The request:
Copy out every line of the data below, word for word and with nothing changed.
--------------------------------
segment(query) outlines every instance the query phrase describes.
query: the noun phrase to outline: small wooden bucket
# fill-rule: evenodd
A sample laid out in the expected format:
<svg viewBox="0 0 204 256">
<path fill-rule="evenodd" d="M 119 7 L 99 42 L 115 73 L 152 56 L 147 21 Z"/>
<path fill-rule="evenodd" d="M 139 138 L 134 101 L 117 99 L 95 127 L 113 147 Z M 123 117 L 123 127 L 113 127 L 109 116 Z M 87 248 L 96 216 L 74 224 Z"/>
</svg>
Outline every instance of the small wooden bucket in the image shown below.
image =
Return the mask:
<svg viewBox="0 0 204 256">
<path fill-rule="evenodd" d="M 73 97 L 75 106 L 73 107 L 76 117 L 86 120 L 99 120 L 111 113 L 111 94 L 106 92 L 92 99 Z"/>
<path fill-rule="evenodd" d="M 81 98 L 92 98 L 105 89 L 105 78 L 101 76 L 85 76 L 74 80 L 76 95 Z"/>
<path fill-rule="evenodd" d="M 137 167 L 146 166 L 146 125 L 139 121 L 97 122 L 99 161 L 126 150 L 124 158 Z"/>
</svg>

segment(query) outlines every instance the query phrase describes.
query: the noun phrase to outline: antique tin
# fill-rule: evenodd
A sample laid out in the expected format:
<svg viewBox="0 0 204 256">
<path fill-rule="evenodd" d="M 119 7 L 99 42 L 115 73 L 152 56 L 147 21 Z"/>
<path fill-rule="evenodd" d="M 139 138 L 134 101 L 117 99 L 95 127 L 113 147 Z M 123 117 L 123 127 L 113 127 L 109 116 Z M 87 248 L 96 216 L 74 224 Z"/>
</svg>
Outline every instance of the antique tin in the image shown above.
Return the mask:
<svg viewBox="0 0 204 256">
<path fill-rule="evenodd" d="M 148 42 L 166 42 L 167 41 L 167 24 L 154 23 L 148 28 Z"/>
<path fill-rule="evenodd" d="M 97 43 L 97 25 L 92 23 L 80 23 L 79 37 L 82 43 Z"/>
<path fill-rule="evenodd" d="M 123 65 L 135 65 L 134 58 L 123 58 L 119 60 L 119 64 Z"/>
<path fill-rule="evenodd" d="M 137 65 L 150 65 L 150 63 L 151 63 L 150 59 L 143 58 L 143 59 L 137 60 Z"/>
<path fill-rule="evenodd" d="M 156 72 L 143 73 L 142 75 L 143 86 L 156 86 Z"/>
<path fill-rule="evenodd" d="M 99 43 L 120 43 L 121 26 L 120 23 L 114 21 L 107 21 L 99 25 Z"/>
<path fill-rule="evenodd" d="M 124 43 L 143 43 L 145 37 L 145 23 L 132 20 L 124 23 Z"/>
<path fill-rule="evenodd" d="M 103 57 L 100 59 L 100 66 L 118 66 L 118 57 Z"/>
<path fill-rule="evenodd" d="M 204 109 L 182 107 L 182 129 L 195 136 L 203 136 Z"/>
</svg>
--------------------------------
Finished exercise:
segment(query) outlines every instance the query phrase describes.
query: the noun phrase to outline: small wooden bucket
# fill-rule: evenodd
A sample laid out in the expected format:
<svg viewBox="0 0 204 256">
<path fill-rule="evenodd" d="M 119 7 L 99 42 L 115 73 L 152 56 L 147 21 Z"/>
<path fill-rule="evenodd" d="M 139 138 L 134 101 L 117 99 L 95 127 L 113 147 Z M 123 117 L 123 127 L 113 127 L 109 116 Z M 87 248 L 96 216 L 74 224 Z"/>
</svg>
Outline every instance of the small wooden bucket in the image shown below.
image =
Return the mask:
<svg viewBox="0 0 204 256">
<path fill-rule="evenodd" d="M 73 97 L 75 106 L 73 107 L 76 117 L 86 120 L 99 120 L 111 113 L 111 94 L 106 92 L 92 99 Z"/>
<path fill-rule="evenodd" d="M 81 98 L 92 98 L 105 89 L 105 78 L 101 76 L 85 76 L 74 80 L 76 95 Z"/>
<path fill-rule="evenodd" d="M 137 167 L 146 166 L 146 125 L 139 121 L 97 122 L 99 161 L 126 150 L 124 158 Z"/>
</svg>

segment(query) outlines every instance the query phrase describes.
query: the noun phrase to outline: antique tin
# fill-rule: evenodd
A sample laid out in the expected format:
<svg viewBox="0 0 204 256">
<path fill-rule="evenodd" d="M 119 7 L 99 42 L 115 73 L 152 56 L 147 21 Z"/>
<path fill-rule="evenodd" d="M 139 138 L 134 101 L 117 99 L 95 127 L 113 147 Z M 123 117 L 123 127 L 113 127 L 109 116 Z M 87 248 L 96 216 L 74 224 Z"/>
</svg>
Outline every instance of the antique tin in the image shown above.
Return the mask:
<svg viewBox="0 0 204 256">
<path fill-rule="evenodd" d="M 148 42 L 166 42 L 167 41 L 167 24 L 154 23 L 148 28 Z"/>
<path fill-rule="evenodd" d="M 97 43 L 97 25 L 92 23 L 80 23 L 79 37 L 82 43 Z"/>
<path fill-rule="evenodd" d="M 123 65 L 135 65 L 134 58 L 123 58 L 119 60 L 119 64 Z"/>
<path fill-rule="evenodd" d="M 137 65 L 150 65 L 150 63 L 151 63 L 150 59 L 143 58 L 143 59 L 137 60 Z"/>
<path fill-rule="evenodd" d="M 156 72 L 143 73 L 142 75 L 143 86 L 156 86 Z"/>
<path fill-rule="evenodd" d="M 99 43 L 120 43 L 121 26 L 120 23 L 114 21 L 107 21 L 99 25 Z"/>
<path fill-rule="evenodd" d="M 124 43 L 143 43 L 145 37 L 145 23 L 132 20 L 124 23 Z"/>
<path fill-rule="evenodd" d="M 103 57 L 100 59 L 100 66 L 118 66 L 118 57 Z"/>
<path fill-rule="evenodd" d="M 204 109 L 182 107 L 182 129 L 195 136 L 203 136 Z"/>
</svg>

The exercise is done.